### [EXERCISE DETAILS]
Give back the entries verbatim.

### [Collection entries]
►

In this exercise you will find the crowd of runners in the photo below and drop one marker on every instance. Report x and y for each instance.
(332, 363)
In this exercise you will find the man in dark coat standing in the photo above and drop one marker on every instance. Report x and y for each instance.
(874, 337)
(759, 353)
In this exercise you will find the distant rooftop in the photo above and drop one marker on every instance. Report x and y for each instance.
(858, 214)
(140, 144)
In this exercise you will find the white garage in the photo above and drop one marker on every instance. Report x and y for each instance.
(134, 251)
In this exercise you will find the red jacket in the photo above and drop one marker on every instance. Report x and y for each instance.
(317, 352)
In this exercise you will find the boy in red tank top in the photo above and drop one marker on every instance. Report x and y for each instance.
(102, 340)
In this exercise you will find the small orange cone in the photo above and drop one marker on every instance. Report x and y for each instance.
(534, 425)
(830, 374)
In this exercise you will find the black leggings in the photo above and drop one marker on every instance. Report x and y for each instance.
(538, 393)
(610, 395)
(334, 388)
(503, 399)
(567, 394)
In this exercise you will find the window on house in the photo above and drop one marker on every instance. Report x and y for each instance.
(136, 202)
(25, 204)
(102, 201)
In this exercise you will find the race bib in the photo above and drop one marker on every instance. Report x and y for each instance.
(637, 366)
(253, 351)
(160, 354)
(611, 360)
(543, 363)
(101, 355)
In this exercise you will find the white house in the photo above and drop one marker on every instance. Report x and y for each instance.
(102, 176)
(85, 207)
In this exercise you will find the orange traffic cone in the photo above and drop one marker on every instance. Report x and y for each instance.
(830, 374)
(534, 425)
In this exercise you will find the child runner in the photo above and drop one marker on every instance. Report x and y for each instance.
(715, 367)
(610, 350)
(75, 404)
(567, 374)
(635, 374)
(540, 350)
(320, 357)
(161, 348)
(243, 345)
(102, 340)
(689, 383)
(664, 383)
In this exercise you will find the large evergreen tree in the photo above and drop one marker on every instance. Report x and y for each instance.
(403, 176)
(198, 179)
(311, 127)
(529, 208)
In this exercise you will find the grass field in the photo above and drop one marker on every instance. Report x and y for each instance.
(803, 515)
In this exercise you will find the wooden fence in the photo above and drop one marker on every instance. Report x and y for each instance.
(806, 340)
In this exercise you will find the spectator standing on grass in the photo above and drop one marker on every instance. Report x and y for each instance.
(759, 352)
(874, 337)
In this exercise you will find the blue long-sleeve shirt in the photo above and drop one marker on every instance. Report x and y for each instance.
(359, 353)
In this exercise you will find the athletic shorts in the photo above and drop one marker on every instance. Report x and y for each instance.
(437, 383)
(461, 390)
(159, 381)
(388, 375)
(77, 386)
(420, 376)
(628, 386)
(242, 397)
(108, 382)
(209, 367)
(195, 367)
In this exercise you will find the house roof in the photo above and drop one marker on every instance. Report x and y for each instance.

◄

### [EXPECTED ANSWER]
In this exercise you will find the crowd of runners in the photo below and drop one marker on every instance. Report x and y for each instance.
(332, 363)
In this exercise you will find the man in dark coat standing in the photo above and drop one marker on every instance. Report x and y for each instance.
(874, 337)
(759, 353)
In this exercise you will find the distant rooftop in the photo above and drop one marker on every instance. Report x and y for each instance.
(858, 214)
(140, 144)
In this exercise you will find the white garage in the photo above and drop one marker on every instance. Report x and y for each instance.
(134, 251)
In this exercise you will find the red jacket in the photo above and drop one marker on every instance. Report x and y for each instance.
(317, 352)
In this exercise you will find the boy in red tank top in the photo above and drop one marker on every instance. Report x and y for each instance.
(102, 340)
In this exercise you will find the small orange cone in the photo above and drop one marker on every instance. Report x and y for each instance.
(534, 425)
(830, 374)
In this exercise you will find the black leggings in the photo above and drop one marker on every instance. Report x and y for each instance.
(538, 393)
(610, 395)
(334, 388)
(503, 399)
(567, 394)
In this exercise you will find the window on house in the photo above and drop one marker on every instance. Report x and y for each instance.
(136, 202)
(25, 204)
(102, 201)
In this exercise you will find the race bib in the photo above and drop one marker on every instance. Report x and y for each instance.
(637, 366)
(253, 351)
(160, 354)
(611, 360)
(543, 363)
(101, 355)
In this exercise you will find the white house in the photo above and drop one marker on every instance. Report x and y for each instance.
(102, 176)
(85, 207)
In this exercise you will find the orange traffic cone in the photo above and drop one marker on every instance. Report x and y for each instance.
(830, 374)
(534, 425)
In this exercise you will find the child runner in the photo above and drop one marker on every instance. Report x and y for each instance.
(715, 367)
(610, 350)
(75, 404)
(567, 374)
(635, 374)
(540, 350)
(320, 357)
(161, 348)
(243, 345)
(102, 340)
(689, 383)
(664, 383)
In this exercise you will find the large evergreen tree in the photo above and drop one marker on every instance. Report x and y for each instance.
(403, 176)
(198, 179)
(311, 127)
(529, 208)
In this exercise you will find the grass field in the photo above and drop one marker on every instance. Report x and y for each instance.
(803, 515)
In this exercise you will find the wooden fence in the photo above and drop one marker on every instance. Report x and y for each instance.
(806, 340)
In this exercise you will find the spectator standing on grass in the photo above and drop one marker on every instance. Report x and y for each instance.
(759, 352)
(874, 337)
In this exercise you will find the blue long-sleeve shirt in the photo above and drop one marker on every instance. Report x and y for each instance.
(359, 353)
In this exercise you will find the athletic shorts in the photo above and drop one marker on every instance. Report x and y for each instance.
(437, 383)
(461, 390)
(159, 381)
(388, 375)
(77, 386)
(420, 376)
(628, 386)
(242, 397)
(108, 382)
(209, 367)
(195, 367)
In this exercise you will find the house roof in the photo above and drop one marker on every instance. Report x and y for each instance.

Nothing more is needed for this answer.